**Exercise directions**
Repeat the listing below exactly.

**Materials provided**
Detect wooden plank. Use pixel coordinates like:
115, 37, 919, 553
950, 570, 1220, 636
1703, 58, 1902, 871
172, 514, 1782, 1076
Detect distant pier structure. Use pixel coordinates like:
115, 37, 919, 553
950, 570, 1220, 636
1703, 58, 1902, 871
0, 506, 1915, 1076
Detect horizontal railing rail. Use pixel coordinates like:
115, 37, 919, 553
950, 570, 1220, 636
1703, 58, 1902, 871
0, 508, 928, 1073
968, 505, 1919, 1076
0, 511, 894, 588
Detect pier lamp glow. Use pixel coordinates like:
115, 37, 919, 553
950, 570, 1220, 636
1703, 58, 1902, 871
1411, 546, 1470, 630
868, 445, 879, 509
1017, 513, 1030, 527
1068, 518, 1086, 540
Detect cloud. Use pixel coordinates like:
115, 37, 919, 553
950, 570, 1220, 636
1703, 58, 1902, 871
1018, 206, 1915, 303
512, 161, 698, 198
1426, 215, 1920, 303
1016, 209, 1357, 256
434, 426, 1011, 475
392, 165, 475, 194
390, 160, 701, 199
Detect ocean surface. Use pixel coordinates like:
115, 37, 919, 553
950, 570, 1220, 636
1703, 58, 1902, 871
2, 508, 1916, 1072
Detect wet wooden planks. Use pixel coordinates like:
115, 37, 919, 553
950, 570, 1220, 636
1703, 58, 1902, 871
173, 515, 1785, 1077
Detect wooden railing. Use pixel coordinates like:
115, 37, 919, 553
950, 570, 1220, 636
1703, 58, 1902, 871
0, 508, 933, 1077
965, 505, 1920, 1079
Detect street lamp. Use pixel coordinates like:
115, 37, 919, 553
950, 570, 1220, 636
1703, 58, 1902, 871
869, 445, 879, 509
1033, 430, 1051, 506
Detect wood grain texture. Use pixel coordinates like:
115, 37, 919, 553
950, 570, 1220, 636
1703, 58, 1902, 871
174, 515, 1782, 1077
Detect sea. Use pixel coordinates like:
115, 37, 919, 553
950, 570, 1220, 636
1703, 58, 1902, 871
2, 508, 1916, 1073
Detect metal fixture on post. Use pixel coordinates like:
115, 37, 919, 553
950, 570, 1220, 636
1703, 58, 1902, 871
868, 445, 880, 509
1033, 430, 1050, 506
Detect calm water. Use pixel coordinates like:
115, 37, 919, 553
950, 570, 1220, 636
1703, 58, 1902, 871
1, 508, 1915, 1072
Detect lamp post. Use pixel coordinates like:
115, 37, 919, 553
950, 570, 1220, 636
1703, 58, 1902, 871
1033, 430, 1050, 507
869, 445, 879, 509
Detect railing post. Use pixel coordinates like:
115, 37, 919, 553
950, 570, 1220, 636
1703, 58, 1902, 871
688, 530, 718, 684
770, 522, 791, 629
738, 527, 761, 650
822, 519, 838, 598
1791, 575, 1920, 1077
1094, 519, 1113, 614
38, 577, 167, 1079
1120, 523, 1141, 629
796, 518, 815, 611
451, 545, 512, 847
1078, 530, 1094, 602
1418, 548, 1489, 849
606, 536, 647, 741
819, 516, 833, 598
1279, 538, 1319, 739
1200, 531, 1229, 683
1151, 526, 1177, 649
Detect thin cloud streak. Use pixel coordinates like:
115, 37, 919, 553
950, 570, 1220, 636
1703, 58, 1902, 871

**Written solution**
Detect wooden plank. Use pixel coordinates like:
115, 37, 919, 553
950, 570, 1220, 636
1703, 58, 1902, 871
172, 514, 1782, 1076
Detect distant pier structure. Use pixel coordinates like:
115, 37, 919, 553
950, 570, 1220, 636
1703, 58, 1902, 871
0, 506, 1915, 1076
Detect horizontal railing rail. Use pixel coordinates like:
115, 37, 919, 553
950, 570, 1220, 636
1703, 58, 1902, 871
0, 508, 928, 1073
968, 505, 1919, 1076
0, 511, 894, 588
Detect pier lamp glow. Use pixel coordinates like:
115, 37, 919, 553
950, 570, 1220, 636
1703, 58, 1902, 871
1411, 546, 1470, 630
868, 445, 879, 509
1017, 513, 1030, 527
1068, 518, 1086, 540
Detect cloud. Use pixel coordinates like:
115, 37, 919, 553
950, 570, 1220, 636
1703, 58, 1902, 871
1018, 206, 1915, 303
512, 161, 698, 198
1426, 215, 1920, 303
1016, 209, 1357, 256
434, 426, 1011, 475
392, 165, 475, 194
390, 160, 701, 199
Detect ocean surface. Use pixel coordinates like:
115, 37, 919, 553
950, 570, 1220, 636
1703, 58, 1902, 871
2, 508, 1916, 1072
Detect wet wooden planks. Use pixel coordinates like:
115, 37, 919, 553
950, 570, 1220, 636
1703, 58, 1902, 871
173, 515, 1785, 1077
Detect wooden railing. Use pixel coordinates like:
115, 37, 919, 553
950, 570, 1220, 636
1703, 58, 1902, 871
0, 508, 933, 1077
965, 505, 1920, 1079
Detect street lamp. Use pixel coordinates like:
115, 37, 919, 553
950, 570, 1220, 636
1703, 58, 1902, 871
869, 445, 879, 509
1033, 430, 1051, 506
Detect wood grain texture. Use pixel coordinates like:
115, 37, 919, 553
950, 570, 1220, 636
1703, 58, 1902, 871
174, 515, 1782, 1077
Detect sea. Use pixel coordinates like:
115, 37, 919, 553
950, 570, 1220, 636
1703, 58, 1902, 871
2, 508, 1916, 1073
Detect metal fixture on post. Use pixel coordinates like:
115, 37, 919, 553
950, 570, 1220, 636
1703, 58, 1902, 871
868, 445, 880, 509
1033, 430, 1050, 506
Detect calm water. Use pixel coordinates like:
115, 37, 919, 553
950, 570, 1220, 636
1703, 58, 1902, 871
1, 508, 1915, 1072
Detect lamp post. Use pixel coordinates like:
115, 37, 919, 553
950, 570, 1220, 636
1703, 58, 1902, 871
1033, 430, 1050, 507
869, 445, 879, 509
Detect railing post. Use pixel coordinates like:
115, 37, 919, 553
950, 570, 1220, 636
1703, 58, 1902, 871
688, 530, 718, 684
770, 522, 791, 629
738, 527, 761, 650
822, 519, 838, 598
1791, 575, 1920, 1077
1094, 519, 1113, 614
38, 577, 167, 1079
1120, 523, 1141, 629
796, 518, 815, 611
451, 545, 512, 847
1078, 530, 1094, 602
1418, 548, 1489, 849
606, 536, 647, 741
819, 516, 833, 598
1279, 538, 1319, 739
1200, 531, 1229, 683
1151, 526, 1177, 649
Detect thin cloud streak. Use pixel coordinates like:
115, 37, 919, 553
950, 570, 1220, 636
1703, 58, 1902, 871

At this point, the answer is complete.